** BEGIN DOCUMENT EXCERPT **

There are multiple techniques under the second order effect. The G, F K, and L functions have results that are indifferent. Although in terms of execution, K and L uses a moving kernel. But what sets the L-function apart is its horizontal envelope which makes it easier to interpret. It is horizontal because it is Besag's transformation of Ripley's K-function. Hence, we have chosen to stick with the L-function to understand the distances where clusters or regular point patterns would be produced.
L-Function
Since our analysis is over a set of points (pointwise), we would use a global = FALSE in our envelope function. To ensure a 99.9% Significance Level, we set the number of simulations to be nsim = 1999. This follows the formula for the alpha of pointwise computations where alpha = 2 * nrank / (1 + nsim) . Similar to the quadrat test, this is a statistical method that aims to disprove the null hypothesis of CSR. Hence, we’ll once again adopt the same null and alternate hypothesis with the same level of significance.
- H0: The distribution of Airbnb listings are randomly distributed
- H1: The distribution of Airbnb listings are not randomly distributed
(Alpha-value = 0.001; Significance Level = 99.9%)
The results of an L-function plot would show us the distance between events where clusters, or regular patterns, would begin to form. In the interest to draw more insights about our data, we will perform this second order effect on a smaller neighborhood level to derive distinct distances for each.

** END DOCUMENT EXCERPT **

* REQUIRED ACTIONS *
1 - In the L-function excerpt, how many simulations are set to reach a 99.9% significance level?
2 - Why does the L-function excerpt choose the L-function over the other second-order techniques?
The listing has no connection to the L-function excerpt.

** BEGIN SUPPLIED INFORMATION **

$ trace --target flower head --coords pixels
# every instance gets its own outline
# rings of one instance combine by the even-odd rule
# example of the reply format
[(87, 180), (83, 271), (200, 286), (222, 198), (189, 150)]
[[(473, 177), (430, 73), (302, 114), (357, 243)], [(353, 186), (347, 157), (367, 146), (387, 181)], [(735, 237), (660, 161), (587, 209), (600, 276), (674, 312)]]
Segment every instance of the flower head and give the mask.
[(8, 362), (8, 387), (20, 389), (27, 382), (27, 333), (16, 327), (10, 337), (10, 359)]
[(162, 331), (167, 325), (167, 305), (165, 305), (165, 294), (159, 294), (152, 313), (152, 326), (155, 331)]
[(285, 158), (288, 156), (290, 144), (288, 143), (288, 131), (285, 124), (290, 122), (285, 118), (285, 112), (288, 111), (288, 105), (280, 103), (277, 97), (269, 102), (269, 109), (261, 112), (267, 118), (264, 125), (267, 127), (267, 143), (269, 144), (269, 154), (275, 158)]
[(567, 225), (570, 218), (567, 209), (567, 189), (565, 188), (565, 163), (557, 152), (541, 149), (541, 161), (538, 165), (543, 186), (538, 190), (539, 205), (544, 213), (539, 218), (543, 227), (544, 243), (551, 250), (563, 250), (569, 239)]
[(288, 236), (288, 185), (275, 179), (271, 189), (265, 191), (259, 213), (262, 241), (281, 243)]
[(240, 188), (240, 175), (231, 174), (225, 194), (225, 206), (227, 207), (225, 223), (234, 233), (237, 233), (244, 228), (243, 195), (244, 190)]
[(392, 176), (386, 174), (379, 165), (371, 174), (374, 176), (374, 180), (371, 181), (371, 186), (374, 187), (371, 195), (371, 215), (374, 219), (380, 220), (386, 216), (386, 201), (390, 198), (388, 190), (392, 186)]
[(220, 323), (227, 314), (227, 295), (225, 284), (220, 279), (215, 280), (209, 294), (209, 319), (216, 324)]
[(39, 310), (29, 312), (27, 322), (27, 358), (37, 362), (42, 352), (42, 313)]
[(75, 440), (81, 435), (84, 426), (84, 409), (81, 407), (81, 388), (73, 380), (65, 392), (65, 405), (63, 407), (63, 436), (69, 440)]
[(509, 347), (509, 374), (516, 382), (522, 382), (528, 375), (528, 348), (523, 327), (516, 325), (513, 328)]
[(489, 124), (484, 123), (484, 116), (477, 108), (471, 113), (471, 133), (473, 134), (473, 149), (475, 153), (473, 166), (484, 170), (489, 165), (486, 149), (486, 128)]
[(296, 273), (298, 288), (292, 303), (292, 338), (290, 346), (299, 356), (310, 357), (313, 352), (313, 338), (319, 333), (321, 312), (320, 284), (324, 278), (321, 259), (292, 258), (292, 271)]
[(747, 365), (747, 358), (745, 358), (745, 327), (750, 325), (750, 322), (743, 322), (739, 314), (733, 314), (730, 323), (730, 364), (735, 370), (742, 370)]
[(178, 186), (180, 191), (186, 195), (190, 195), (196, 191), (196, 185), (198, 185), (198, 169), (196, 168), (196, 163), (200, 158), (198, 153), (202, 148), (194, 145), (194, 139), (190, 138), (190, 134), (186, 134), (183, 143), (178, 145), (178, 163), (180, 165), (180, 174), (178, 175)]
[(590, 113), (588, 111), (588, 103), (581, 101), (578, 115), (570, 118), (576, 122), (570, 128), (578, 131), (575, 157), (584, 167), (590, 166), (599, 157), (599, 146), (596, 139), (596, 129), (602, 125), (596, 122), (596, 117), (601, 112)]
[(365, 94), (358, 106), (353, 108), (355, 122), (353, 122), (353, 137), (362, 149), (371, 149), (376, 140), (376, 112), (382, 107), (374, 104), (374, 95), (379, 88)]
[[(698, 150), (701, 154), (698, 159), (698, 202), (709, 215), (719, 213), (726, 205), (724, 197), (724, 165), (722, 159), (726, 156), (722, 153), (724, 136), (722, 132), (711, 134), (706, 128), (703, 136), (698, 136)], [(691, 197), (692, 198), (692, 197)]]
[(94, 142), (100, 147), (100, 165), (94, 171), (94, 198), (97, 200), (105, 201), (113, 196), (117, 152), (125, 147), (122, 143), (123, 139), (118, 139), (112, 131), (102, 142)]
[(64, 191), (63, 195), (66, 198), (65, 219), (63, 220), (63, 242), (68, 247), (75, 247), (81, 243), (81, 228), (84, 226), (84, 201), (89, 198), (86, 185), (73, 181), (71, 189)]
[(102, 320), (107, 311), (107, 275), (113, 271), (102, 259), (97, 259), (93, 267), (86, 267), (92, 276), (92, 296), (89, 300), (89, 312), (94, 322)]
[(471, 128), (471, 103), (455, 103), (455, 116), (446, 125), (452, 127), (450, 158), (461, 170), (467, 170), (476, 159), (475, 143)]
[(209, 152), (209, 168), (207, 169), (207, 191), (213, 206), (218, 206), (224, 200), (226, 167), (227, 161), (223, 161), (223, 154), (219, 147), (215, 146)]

** END SUPPLIED INFORMATION **
** BEGIN SUPPLIED INFORMATION **

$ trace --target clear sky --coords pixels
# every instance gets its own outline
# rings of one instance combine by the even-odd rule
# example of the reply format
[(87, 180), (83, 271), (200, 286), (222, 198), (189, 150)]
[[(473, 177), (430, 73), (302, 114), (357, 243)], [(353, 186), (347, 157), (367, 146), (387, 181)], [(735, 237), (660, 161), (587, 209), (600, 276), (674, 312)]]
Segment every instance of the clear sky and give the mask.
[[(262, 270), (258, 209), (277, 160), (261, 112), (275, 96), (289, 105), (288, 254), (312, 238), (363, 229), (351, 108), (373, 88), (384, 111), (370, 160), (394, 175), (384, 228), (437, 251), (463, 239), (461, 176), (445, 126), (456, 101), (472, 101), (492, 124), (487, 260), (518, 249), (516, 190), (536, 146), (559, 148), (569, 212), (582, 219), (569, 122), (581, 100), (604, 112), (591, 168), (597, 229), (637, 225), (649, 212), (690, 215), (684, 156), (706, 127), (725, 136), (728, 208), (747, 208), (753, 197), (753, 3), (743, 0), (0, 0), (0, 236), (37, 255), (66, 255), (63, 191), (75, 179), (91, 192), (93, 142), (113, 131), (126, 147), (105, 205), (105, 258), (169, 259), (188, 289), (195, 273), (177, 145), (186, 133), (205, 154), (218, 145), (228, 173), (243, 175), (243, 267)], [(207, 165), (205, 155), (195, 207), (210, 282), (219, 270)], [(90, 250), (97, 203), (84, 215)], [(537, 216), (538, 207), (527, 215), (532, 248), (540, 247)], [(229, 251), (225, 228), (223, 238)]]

** END SUPPLIED INFORMATION **

* RESPONSES *
1 - 1999 simulations (nsim = 1999).

2 - Its horizontal envelope makes it easier to interpret. The envelope is horizontal because the L-function is Besag's transformation of Ripley's K-function.